[Information Boundary: Start]

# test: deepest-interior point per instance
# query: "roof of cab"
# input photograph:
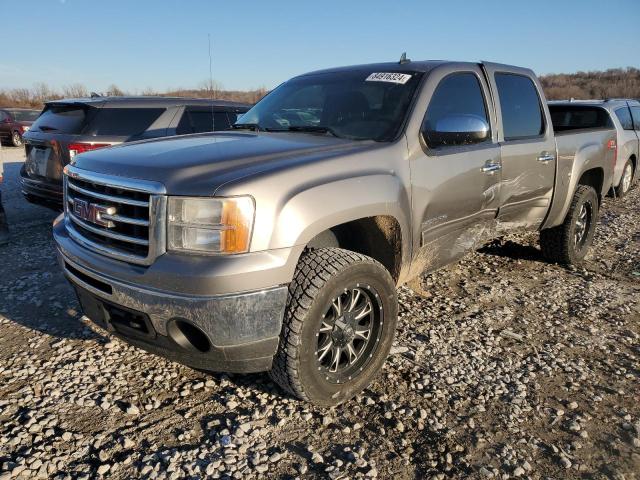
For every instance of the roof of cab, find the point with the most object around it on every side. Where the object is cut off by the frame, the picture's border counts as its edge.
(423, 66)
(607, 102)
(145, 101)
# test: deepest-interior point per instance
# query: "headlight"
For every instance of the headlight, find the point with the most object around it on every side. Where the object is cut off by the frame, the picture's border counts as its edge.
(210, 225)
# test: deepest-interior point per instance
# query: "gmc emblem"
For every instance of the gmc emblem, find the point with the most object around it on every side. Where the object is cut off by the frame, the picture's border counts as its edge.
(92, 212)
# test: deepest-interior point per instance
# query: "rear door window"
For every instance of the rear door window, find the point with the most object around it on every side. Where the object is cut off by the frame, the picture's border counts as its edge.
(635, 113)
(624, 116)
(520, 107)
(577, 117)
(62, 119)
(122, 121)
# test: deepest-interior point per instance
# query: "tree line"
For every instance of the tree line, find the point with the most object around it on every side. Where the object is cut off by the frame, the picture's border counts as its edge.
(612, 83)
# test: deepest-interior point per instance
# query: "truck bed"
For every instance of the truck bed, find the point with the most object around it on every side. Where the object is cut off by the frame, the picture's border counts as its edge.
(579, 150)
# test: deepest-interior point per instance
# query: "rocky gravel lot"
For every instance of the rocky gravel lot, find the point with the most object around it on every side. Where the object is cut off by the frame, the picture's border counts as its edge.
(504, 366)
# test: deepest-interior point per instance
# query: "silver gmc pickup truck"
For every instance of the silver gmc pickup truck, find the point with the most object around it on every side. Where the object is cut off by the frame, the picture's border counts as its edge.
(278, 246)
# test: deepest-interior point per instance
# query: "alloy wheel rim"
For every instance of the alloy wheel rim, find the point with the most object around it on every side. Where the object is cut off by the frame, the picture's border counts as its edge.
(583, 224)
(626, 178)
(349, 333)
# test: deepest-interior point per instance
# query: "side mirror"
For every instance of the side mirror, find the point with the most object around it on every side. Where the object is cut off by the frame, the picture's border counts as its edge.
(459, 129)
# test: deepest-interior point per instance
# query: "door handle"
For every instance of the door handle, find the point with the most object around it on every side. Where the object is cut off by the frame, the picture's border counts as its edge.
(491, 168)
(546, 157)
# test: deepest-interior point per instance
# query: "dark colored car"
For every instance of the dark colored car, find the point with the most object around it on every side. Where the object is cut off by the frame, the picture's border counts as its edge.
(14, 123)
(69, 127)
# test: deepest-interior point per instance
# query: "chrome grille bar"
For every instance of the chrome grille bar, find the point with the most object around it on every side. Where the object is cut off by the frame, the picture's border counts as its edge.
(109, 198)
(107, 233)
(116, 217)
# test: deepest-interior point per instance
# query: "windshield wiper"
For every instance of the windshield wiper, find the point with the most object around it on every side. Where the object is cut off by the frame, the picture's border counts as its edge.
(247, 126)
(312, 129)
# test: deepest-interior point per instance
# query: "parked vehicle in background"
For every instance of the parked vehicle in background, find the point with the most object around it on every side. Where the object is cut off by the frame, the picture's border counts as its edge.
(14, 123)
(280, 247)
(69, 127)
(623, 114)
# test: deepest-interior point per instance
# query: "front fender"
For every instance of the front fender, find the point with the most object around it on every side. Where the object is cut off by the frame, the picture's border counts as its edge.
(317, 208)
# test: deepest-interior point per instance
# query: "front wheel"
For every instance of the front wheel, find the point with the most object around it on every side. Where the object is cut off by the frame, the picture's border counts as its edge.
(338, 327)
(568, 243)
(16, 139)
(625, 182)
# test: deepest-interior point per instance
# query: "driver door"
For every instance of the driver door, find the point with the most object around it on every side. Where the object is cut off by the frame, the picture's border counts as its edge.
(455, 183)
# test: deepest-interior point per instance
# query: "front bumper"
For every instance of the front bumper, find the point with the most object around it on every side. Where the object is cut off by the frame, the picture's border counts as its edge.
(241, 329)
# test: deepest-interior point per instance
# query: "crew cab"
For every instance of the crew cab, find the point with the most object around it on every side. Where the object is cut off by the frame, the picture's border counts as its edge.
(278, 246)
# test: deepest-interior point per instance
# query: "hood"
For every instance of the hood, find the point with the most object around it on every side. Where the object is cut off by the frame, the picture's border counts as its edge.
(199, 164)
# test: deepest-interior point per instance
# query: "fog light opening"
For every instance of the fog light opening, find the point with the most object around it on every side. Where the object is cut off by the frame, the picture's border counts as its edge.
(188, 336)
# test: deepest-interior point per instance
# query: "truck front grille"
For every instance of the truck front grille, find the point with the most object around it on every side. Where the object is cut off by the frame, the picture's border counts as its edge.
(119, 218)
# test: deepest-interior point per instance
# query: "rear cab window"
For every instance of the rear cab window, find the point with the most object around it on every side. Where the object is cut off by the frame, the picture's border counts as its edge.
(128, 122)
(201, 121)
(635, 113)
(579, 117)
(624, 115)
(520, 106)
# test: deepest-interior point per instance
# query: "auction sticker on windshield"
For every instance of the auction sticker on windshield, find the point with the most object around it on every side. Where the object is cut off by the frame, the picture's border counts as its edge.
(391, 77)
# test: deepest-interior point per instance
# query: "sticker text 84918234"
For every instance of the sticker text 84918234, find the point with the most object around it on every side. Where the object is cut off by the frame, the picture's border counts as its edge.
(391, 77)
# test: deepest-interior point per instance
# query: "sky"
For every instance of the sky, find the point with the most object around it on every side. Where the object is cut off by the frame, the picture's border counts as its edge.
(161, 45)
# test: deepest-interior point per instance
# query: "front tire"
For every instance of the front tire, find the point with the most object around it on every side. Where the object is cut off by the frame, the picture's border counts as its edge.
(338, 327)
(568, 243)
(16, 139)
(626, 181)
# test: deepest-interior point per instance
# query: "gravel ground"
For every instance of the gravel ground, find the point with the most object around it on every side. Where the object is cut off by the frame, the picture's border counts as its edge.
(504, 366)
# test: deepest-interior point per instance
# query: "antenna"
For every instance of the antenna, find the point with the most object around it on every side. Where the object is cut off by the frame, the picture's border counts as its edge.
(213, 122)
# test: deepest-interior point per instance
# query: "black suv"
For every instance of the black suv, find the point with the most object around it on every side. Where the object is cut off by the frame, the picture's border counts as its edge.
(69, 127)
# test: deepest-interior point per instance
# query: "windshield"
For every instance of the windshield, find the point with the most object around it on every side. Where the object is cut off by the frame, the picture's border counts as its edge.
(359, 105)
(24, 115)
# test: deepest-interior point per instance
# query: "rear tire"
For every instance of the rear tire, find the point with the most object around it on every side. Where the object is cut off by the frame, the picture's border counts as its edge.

[Information Boundary: End]

Exercise:
Set down the data above word for word, leaving every picture out.

Solution to the exercise:
# test: deepest-interior point per instance
# query: "roof of cab"
# input photograph:
For every instance of the roof of cab, find the point with the most object around it on every side. Where the object is cut off by the frame, the picture's border counts as its edge.
(423, 66)
(607, 102)
(145, 101)
# test: deepest-interior point per instance
# query: "headlight"
For every instance of the headlight, find the point with the most object around it on every side. Where the object is cut off by the frame, the picture's border counts as its edge.
(210, 225)
# test: deepest-interior point per instance
# query: "gmc emblem"
For every instance of the gmc emblem, find the point with the most object around it on every side. Where the object is cut off by the frame, the picture's border counts as its edge.
(92, 212)
# test: deepest-interior point per instance
# query: "rear door window"
For every instance of the rear door window, find the point with the most object around it on every side. Where the object is cut off by the frame, the picture's border counts as its edge.
(635, 113)
(624, 116)
(520, 107)
(577, 117)
(62, 119)
(122, 121)
# test: deepest-interior point per instance
# query: "tree line"
For every instance of the tree line, find the point with the most object around it on every side. Where the object is cut off by the frame, the picture's border counts as its edge.
(612, 83)
# test: deepest-interior point per instance
# query: "truck bed"
For every instance of the truck bed, find the point with the most object around it on every side. Where the object is cut off by the frame, the picture's border counts as its edge.
(579, 150)
# test: deepest-interior point per instance
# query: "rocky gravel lot"
For every instance of the rocky gravel lot, find the point with the most object around it on every side. Where the object is cut off by the frame, the picture's border counts as its edge.
(504, 366)
# test: deepest-interior point per instance
# query: "silver gmc pickup truck"
For every instance of the silver gmc pickup truck, find the point with the most object around it on every side. Where the object is cut off by the frame, the picture's border counts as its edge.
(278, 246)
# test: deepest-interior point per instance
# query: "alloy wheel rim"
For every instance of the alloy wheel rim, find the point with the most object around it on every side. Where the object is cut off by the frame, the picture's border counts as its edge.
(583, 224)
(626, 178)
(349, 333)
# test: deepest-interior point per instance
# query: "side mirror"
For every instance of the side mirror, find the point with the most object around it on every side. Where the object is cut off by the frame, the picture's border counts as its edge.
(459, 129)
# test: deepest-interior point per instance
# query: "door handle"
For every instance of the door handle, find the point with the most object around it on every side. Where the object is cut off by the frame, the picture's border counts as its edge.
(491, 168)
(546, 157)
# test: deepest-interior point per instance
# query: "dark colored car"
For every instance of the dark colored car, find the point with the most object around it on every side. Where the object is cut off by the frame, the picture's border counts as its edge.
(14, 123)
(69, 127)
# test: deepest-interior point per instance
# query: "chrome grille bar"
For every instance of the chrome grille bar, find the point with the most object around it on every side. Where the object is cut off by the frame, the picture's border counts as its edge.
(109, 198)
(107, 233)
(116, 217)
# test: deepest-interior point per instance
# query: "windshield wiper"
For every instance of the windshield wiper, find the point with the most object around it on every side. Where the object is cut off by the frame, the picture's border counts as its edge.
(247, 126)
(312, 129)
# test: deepest-interior point per instance
# query: "parked vehicle in background"
For every instance of the parked vehicle in background, find the point with the most object around it on every side. Where the object is cut off by the frame, the picture's border counts as its edge.
(14, 123)
(280, 247)
(69, 127)
(623, 114)
# test: deepest-interior point per instance
# query: "front fender"
For every instance of the front fender, find the point with the most object around it on every side. Where the object is cut off by the frame, the picture's border counts as its edge.
(317, 208)
# test: deepest-interior point per instance
# query: "front wheel"
For every instance of the front wheel, find the point with the most object around it on every side. Where the object is cut off by the frame, the picture's border counts as its edge.
(338, 327)
(568, 243)
(16, 139)
(625, 182)
# test: deepest-interior point per instance
# query: "driver door"
For every instance of the driver door, find the point with the most object around it on every side. Where the object is cut off by the frame, the picture's border counts as its edge.
(455, 183)
# test: deepest-interior point per instance
# query: "front bumper"
For every instance of the front bumper, find the point with the most object around it on every side. Where the object is cut off by the frame, the picture's border counts as its edge.
(241, 329)
# test: deepest-interior point per instance
# query: "crew cab"
For every instance of the crew cab, find the point with the most object around it on every side. Where the object is cut off by the frame, the picture's border counts as its edge.
(278, 246)
# test: deepest-interior point per instance
# query: "hood"
For every instance of the hood, find the point with the most object around it on every side. Where the object is cut off by the frame, the picture's border counts as its edge.
(199, 164)
# test: deepest-interior point per instance
# query: "fog light opening"
For every instance of the fog light opening, find the point with the most object around it on every side. Where the object is cut off by the frame, the picture's border counts as its edge.
(188, 336)
# test: deepest-interior point per instance
# query: "truck front grille"
For every instance of the truck front grille, find the point with the most object around it on every side. Where the object is cut off by the frame, the picture's border counts as its edge.
(119, 218)
# test: deepest-interior point per instance
# query: "rear cab window"
For every instance of the rear cab window, find the point with the most object around it on every side. Where the object is cut off by the frame, the picture's border counts as its edge.
(128, 122)
(201, 121)
(635, 113)
(579, 117)
(624, 115)
(520, 106)
# test: deepest-interior point per instance
# query: "auction sticker on windshield"
For every instance of the auction sticker on windshield, find the point with the most object around it on every side. Where the object is cut off by the frame, the picture's border counts as its edge.
(391, 77)
# test: deepest-interior point per instance
# query: "sticker text 84918234"
For every instance of the sticker text 84918234, find the point with the most object around it on every side. Where the object is cut off by the frame, the picture's border counts as its edge.
(391, 77)
# test: deepest-interior point per instance
# query: "sky"
For every instance of the sky, find the point with the most object around it on every side. Where the object is cut off by the frame, the picture's border counts as its edge.
(161, 45)
# test: deepest-interior point per instance
# query: "front tire"
For every instance of the front tire, find the point with the most object around it on every side. Where the object is cut off by the frame, the picture's border counts as its edge.
(338, 327)
(568, 243)
(16, 139)
(626, 181)
# test: deepest-interior point per instance
# query: "gravel ground"
For every instance of the gravel ground, find the point with the most object around it on every side. Where the object is cut off by the frame, the picture's border counts as its edge.
(504, 366)
# test: deepest-interior point per instance
# query: "antenna"
For every instance of the antenna, find the point with the most object around it on every side. Where the object is cut off by the frame, the picture's border counts as its edge.
(213, 122)
# test: deepest-interior point per instance
# query: "black suv"
For every instance of the black suv, find the point with the most object around it on every side. Where the object is cut off by the frame, the picture's border counts as its edge.
(69, 127)
# test: deepest-interior point per instance
# query: "windshield"
For every instance of the windshield, find the point with the most object around it on every side. Where the object is cut off by the frame, the picture's border counts as its edge.
(359, 105)
(24, 115)
# test: deepest-interior point per instance
# query: "rear tire"
For every instance of the rear tire, find the point with the most object around it on every side. Where the object is cut off by the frame, the picture's border counts as its edge.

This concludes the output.